§ Permintaan
1 > Dalam artikel tentang industri film Indonesia, apa alasan Angga melihat masih banyak ruang untuk berkembang dari sudut pandang investasi? Jawab dalam satu sampai tiga kalimat.
2 > Mohon lanjutkan artikel tentang industri film Indonesia mulai dari kalimat terakhir yang ditampilkan.

§ Kutipan Terpilih
============================================================

Gairah Industri Film Indonesia Menggeliat, tapi Butuh Ini

Asep Syaifullah
|
detikPop
Cuplikan adegan dalam film animasi Jumbo.
Foto: Dok. Visinema Pictures
Jakarta - Jika Hollywood tengah sekarat maka hal berbeda justru terjadi di pasar Asia. Mereka kini tengah berkembang pesat dengan raihan-raihan dan rekor jumlah penonton, seperti yang dicetak Jumbo di Indonesia.

Sayangnya perkembangan ini belum didukung dengan penambahan jumlah layar yang memadai. Hal ini pun jadi bahasan menarik dalam diskusi panel Cannes Marche.

Linda Gozali, yang mengepalai JAFF Market, dan Angga Dwimas Sasongko, pendiri dan CEO Visinema Group, menguraikan tren terkini di pasar film Indonesia yang sedang berkembang pesat.

Gozali menjelaskan, saat ini Indonesia memiliki 468 bioskop dengan 2.293 layar untuk populasi sekitar 280 juta jiwa. Jumlah tersebut setara dengan 117.750 orang per layar, dibandingkan dengan sekitar 15.000 orang per layar di Tiongkok dan Korea Selatan serta 9.000 orang di AS.

Hal ini membuat Indonesia kekurangan penonton secara signifikan meskipun raihan menakjubkan masih bisa dicapai oleh beberapa film belakangan ini. Seperti film animasi terbaru, Jumbo, dirilis selama liburan Idul Fitri dan saat ini telah mencapai hampir 10 juta tiket masuk.

"Saya pikir salah satu keuntungan pasar Indonesia adalah harga tiket (sekitar Rp 40 ribu) yang menjadikan bioskop sebagai salah satu bentuk hiburan termurah. Jadi dari sudut pandang investasi, kami melihat masih banyak ruang untuk berkembang," kata Angga dilansir dari Deadline.

Sebagai perbandingan, Frozen 2 dari Disney adalah animasi asing terbesar sepanjang masa yang dirilis di Indonesia dengan 4,2 juta penonton.

"PDB kita masih sedikit di bawah USD 5.000 dan ketika angka itu tercapai, kita dapat mengharapkan daya beli dan harga tiket meningkat, dan box office bruto akan tumbuh signifikan," terang Angga.

============================================================

(Catatan dari sebuah dataset)
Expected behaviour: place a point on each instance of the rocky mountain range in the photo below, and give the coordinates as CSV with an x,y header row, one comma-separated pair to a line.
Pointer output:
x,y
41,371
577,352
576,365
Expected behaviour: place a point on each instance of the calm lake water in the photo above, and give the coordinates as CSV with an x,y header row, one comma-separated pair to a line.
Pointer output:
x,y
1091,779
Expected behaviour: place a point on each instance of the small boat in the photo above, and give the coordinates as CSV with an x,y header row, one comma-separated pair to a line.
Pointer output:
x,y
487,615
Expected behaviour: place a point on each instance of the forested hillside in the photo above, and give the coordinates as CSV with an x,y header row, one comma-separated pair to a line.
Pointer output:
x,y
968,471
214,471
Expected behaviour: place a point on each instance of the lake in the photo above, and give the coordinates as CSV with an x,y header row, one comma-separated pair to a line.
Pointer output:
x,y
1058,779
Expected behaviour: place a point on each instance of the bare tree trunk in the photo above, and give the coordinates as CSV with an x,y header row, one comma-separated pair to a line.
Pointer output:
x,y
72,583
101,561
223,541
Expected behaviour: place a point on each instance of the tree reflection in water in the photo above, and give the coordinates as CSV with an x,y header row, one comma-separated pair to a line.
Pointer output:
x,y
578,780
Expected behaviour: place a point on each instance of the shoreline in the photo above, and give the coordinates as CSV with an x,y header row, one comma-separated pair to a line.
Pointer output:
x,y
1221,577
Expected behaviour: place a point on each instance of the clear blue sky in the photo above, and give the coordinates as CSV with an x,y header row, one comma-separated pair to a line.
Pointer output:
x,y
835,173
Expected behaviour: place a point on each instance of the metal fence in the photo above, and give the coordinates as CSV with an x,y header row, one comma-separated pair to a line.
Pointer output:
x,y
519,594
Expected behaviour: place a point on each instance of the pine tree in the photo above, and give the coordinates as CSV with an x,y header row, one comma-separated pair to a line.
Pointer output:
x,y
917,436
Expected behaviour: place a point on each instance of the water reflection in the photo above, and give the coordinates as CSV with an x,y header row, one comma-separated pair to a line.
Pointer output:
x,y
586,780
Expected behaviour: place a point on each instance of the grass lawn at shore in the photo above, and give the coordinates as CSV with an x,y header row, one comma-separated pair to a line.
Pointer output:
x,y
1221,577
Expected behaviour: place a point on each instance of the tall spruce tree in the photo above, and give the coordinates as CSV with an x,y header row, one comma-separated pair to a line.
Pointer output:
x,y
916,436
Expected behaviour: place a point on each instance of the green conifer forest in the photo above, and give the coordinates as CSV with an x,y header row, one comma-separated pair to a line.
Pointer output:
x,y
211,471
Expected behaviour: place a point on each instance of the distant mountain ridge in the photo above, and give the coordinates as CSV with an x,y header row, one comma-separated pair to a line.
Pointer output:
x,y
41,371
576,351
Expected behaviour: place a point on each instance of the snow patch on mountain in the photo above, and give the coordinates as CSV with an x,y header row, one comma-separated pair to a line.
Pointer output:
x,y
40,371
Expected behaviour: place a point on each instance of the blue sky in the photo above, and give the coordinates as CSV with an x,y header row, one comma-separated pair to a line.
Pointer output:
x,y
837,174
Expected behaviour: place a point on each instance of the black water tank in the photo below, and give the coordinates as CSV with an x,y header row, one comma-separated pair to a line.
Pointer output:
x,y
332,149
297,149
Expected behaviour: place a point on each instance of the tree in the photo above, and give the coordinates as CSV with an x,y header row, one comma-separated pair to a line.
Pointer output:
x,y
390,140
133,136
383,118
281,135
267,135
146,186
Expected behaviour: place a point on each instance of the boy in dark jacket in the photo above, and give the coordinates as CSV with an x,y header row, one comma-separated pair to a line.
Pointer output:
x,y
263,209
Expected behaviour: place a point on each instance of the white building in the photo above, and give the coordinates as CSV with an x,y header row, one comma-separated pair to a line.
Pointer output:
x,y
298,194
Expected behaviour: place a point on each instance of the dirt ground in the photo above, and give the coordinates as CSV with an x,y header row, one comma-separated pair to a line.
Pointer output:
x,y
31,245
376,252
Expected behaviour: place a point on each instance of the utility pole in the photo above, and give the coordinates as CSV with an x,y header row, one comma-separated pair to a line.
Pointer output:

============================================================

§ Hasil
1 > Menurut Angga, salah satu keuntungan pasar Indonesia adalah harga tiket yang sekitar Rp 40 ribu, sehingga bioskop menjadi salah satu bentuk hiburan termurah. Karena itu, dari sudut pandang investasi, ia melihat masih banyak ruang untuk berkembang.

2 >
"Jika Jumbo memiliki jumlah penonton yang sama di Amerika Utara, film itu akan meraup USD 200 juta. Kita belum sampai di sana, tetapi kita dapat melihat potensi pertumbuhannya."

Sementara bioskop dibanjiri film horor, Angga menjelaskan bagaimana Visinema mengambil risiko dengan membuat Jumbo, sebuah film keluarga:

"Saya memberitahu bioskop bahwa jika mereka memajang Jumbo, keluarga akan datang, karena dalam beberapa tahun terakhir mereka tidak memiliki kesempatan untuk datang ke bioskop. Dan kami terbukti benar karena selama liburan Idul Fitri, pasar secara keseluruhan mencapai 14 juta penonton."

Namun, minimnya layar menjadi kendala bagi film lokal maupun asing. Para produser Indonesia biasanya bertransaksi langsung dengan tiga eksibitor utama di negara tersebut saat merilis film, karena negara ini tidak memiliki banyak distributor independen, tetapi ketiga jaringan bioskop tersebut juga memiliki perusahaan distribusi dan daftar film mereka sendiri.

Bahkan tahun lalu, pasar memiliki ratusan film yang belum dirilis.

"Jika Anda bekerja sama dengan satu studio besar di Indonesia, Anda memiliki peluang lebih baik untuk mendapatkan distribusi, tetapi perlu diingat, bahwa 300 hingga 400 film lain juga bersaing untuk mendapatkan layar," kata Gozali.

Selain itu, Denis Vaslin, CEO Volya Films yang berbasis di Rotterdam, dan kepala Hubert Bals Fund Tamara Tatishvili, berbicara tentang potensi produksi bersama dengan pasar yang berkembang pesat ini.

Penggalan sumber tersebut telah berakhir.